[RFC] Aggregation IR design

This is a proposal for a representation of aggregation in the IR. Compared to the current representation, it eliminates the need for:

  • multiple binding contexts (pre ExtractAggregators),
  • side-effects in the IR (i.e. SeqOp and CompOp, post ExtractAggregators),
  • a global ExtractAggregators pass.

We add a new branch of the type hierarchy:

case class AggType(agg: Agg, retType: Type) extends BaseType

This represents a computation which has read/write access to an aggregator state, and returns a value of type retType. Note that this is a lazy representation; it doesn’t do anything until it is passed an aggregator state. This allows us to build up a complete computation before kicking it off by initializing a new aggregator state.

The type of the aggregator state is determined by agg: Agg, where Agg is a type enumerating the primitive aggregators and the combinators which create compound aggregators:

abstract class Agg
case class PrimAgg(aggSig: AggSignature) extends Agg
case class TupleAgg(childAggs: IndexedSeq[Agg]) extends Agg
case class ArrayPerElementAgg(childAgg: Agg) extends Agg
case object IDAgg extends Agg

Here, IDAgg is the trivial empty aggregator state.

For a fixed Agg, the primitive ways of building up an aggregation are AggMap and AggPure:

// PureAgg[agg <: Agg, R](x: R): AggType[agg, R]
//
// (state) =>
//   return x;
case class PureAgg(x: IR, agg: Agg) extends AggIR {
  def inferType: AggType(agg, x.typ)
}
// AggMap[A <: Agg, R...](children...: AggType[A, R]..., body: (R...) => S): AggType[A, S]
//
// (state) =>
//   res1 = child1(&state);
//   ...
//   resN = childN(&state);
//   return body(res1, ..., resN);
case class AggMap(children: Seq[(String, AggIR)], body: IR) extends AggIR {
  val agg = children(1)._2.typ.agg
  assert(children.forall(_._2.typ.agg == agg)
  val childAggType = childAggIR.typ
  def inferType: AggType = AggType(agg, body.typ)
  def bindings(childIdx: Int): Iterable[(String, Type)] =
    if (childIdx == 1) 
      children.map { case (name, ir) => name -> ir.typ.retType } 
    else 
      Array()
}

PureAgg represents a degenerate computation which doesn’t access the agg state at all. AggMap is the primitive way of composing multiple computations in sequence. The children are executed one at a time, left to right, modifying a single copy of the agg state. Because each returns some value, we must specify how to combine all the results into a single result in body.

— THE TASK —
In the aggregation IR proposal, in what order are the children of AggMap executed? Answer using only the aggregation IR proposal, not the data.

— DATA LINES —
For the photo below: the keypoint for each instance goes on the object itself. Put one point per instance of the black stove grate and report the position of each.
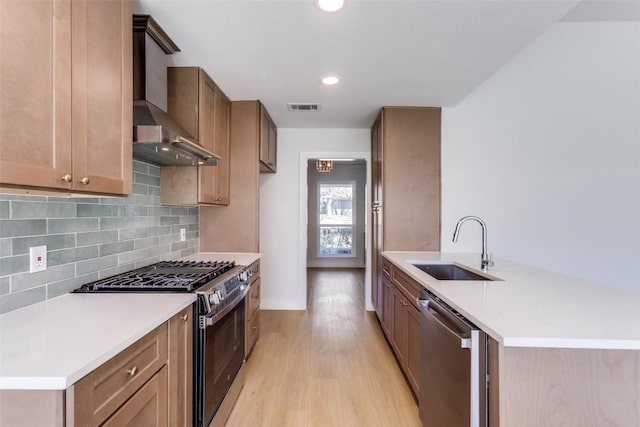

— EXERCISE RESULT —
One at a time, left to right.